TASK BRIEF: Make an exact transcription of the data below.

Entries taken from a collection
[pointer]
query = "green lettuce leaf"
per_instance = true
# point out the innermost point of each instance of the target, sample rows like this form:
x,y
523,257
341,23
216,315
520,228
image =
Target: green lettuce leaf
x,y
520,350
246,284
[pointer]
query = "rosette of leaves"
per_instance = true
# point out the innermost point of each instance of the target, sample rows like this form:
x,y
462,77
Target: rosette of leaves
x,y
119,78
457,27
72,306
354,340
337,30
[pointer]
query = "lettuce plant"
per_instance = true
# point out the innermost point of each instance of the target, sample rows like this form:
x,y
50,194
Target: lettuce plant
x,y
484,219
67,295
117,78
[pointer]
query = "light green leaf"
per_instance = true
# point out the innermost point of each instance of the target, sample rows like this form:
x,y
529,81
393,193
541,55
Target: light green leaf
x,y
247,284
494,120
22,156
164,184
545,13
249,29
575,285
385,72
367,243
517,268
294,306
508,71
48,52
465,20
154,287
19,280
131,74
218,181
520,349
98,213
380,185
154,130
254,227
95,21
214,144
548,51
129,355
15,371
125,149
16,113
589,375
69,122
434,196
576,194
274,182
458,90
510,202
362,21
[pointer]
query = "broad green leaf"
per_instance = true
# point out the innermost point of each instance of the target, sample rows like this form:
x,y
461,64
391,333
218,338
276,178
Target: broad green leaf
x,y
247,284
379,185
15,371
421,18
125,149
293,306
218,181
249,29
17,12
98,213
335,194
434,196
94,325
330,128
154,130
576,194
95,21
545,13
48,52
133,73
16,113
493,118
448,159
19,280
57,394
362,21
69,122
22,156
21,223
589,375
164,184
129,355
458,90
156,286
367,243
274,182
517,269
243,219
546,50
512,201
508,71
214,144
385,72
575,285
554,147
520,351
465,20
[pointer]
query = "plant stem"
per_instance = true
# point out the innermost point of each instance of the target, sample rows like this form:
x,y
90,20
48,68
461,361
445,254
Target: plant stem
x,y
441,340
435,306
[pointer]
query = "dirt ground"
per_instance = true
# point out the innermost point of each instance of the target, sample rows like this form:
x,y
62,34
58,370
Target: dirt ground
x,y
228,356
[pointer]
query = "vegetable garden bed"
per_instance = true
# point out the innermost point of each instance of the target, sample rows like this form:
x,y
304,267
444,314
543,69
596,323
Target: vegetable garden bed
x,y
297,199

YOUR SOLUTION:
[pointer]
query = "green lettuce leaf"
per_instance = true
# point out the innermost point of each instance of the target, sample rows like this form:
x,y
523,257
341,23
216,315
520,228
image =
Target: green lettuce leaf
x,y
520,350
246,284
[pointer]
query = "rosette of leaves"
per_instance = true
# point out the innermost point of each instance of the target, sample rows like this form:
x,y
462,77
Target: rosette of leaves
x,y
119,78
457,27
72,306
354,340
337,30
[pointer]
query = "lettuce plant"
per_instance = true
# point out the innermost point of each instance of the target, sample rows like this form:
x,y
50,194
Target: lettuce plant
x,y
484,219
67,295
117,78
[pointer]
query = "light green leaf"
per_instance = true
# point out the innermost point of each instance of the target, sample rows like this form:
x,y
529,81
393,193
541,55
Target: light green leaf
x,y
247,284
494,120
22,156
164,184
545,13
249,29
575,285
385,72
367,243
517,268
294,306
508,71
48,52
465,20
154,287
19,280
131,74
218,181
520,349
98,213
380,185
154,130
254,227
95,21
214,144
548,51
129,355
15,371
125,149
16,113
589,375
69,122
434,196
576,194
274,182
458,90
510,202
362,21
[pointer]
query = "broad green leaf"
per_instance = true
# point out the innermost point of each instance of the target, sample rows like this form:
x,y
461,64
391,333
218,338
276,178
Target: broad green leaf
x,y
247,284
379,185
15,371
421,18
125,149
293,306
218,181
249,29
17,12
98,213
335,194
434,196
94,325
330,128
154,130
576,194
95,21
545,13
48,52
133,73
16,113
493,118
448,159
19,280
57,394
362,21
69,122
22,156
21,223
589,375
164,184
129,355
458,90
156,286
367,243
274,182
517,269
243,219
546,50
512,201
508,71
214,144
385,72
575,285
554,147
520,351
465,20
[pointer]
query = "plant stem"
per_instance = true
# point out the innermost point of each instance of the target, sample rows like this form:
x,y
90,20
48,68
461,361
445,254
Target: plant stem
x,y
441,340
435,306
[pointer]
query = "dirt ground"
per_instance = true
# point out the innermost point of each instance of the target, sample rows like this form:
x,y
62,34
58,370
Target: dirt ground
x,y
228,356
[pointer]
query = "vegetable garden bed"
per_instance = true
# point out the innermost point of each instance of the target, sample rows like this form:
x,y
304,267
444,314
543,69
596,323
Target: vegetable garden bed
x,y
297,199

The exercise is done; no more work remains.